### [TRAVAIL DEMANDÉ]
Substituez « pulsation » à « respiration » dans l'extrait source, du passage commençant par « L’écriture est une » jusqu'à « Révélation. Dévoilement. », puis restituez ce passage modifié.

### [EXTRAIT SOURCE]
----------

Gaetano Persechini
Un chemin à partager
(Pour Thierry Metz. Texte paru dans le numéro 56 de la revue Diérèse)
Mouvement de la lumière qui accompagne le regard. Clarté sur les cimes. Vibrations et sensations colorées. Souffle de vie entre ciel et terre.
L’écriture est une respiration. Offrande.
La main qui façonne et bâtit, accueille. Force et douceur mêlées. Elle nous entraîne vers ce qu’on ne sait plus voir.
Révélation. Dévoilement.
Au cours d’un voyage au coeur du pays natal dans le sud de l’Italie, j’emmène avec moi quelques petits livres de Thierry Metz.
Tout autour, du gris clair des montagnes au brun et jaune des herbes séchées, et des teintes rousses au bout des branches d’hiver, cet environnement, silence et vallons, villages isolés, collines d’oliviers, lieu d’origine, me rapprochent des mots de Thierry Metz. Le ressenti, sensations et émotions au contact des choses les plus simples de la vie, d’un quotidien qui enflamme, apaise et nourrit.

----------

### [EXTRAIT DES DONNÉES]
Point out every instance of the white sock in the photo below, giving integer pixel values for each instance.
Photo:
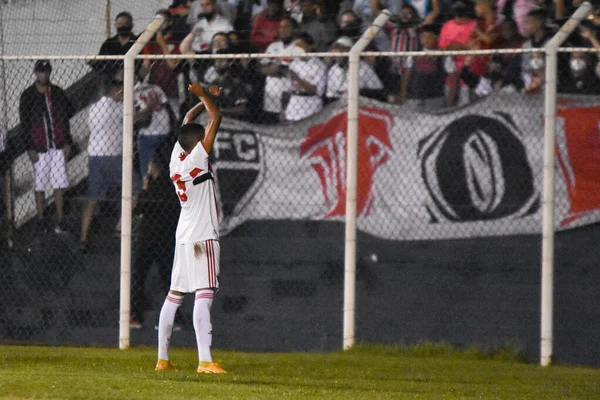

----------

### [SOLUTION PROPOSÉE]
L’écriture est une pulsation. Offrande.
La main qui façonne et bâtit, accueille. Force et douceur mêlées. Elle nous entraîne vers ce qu’on ne sait plus voir.
Révélation. Dévoilement.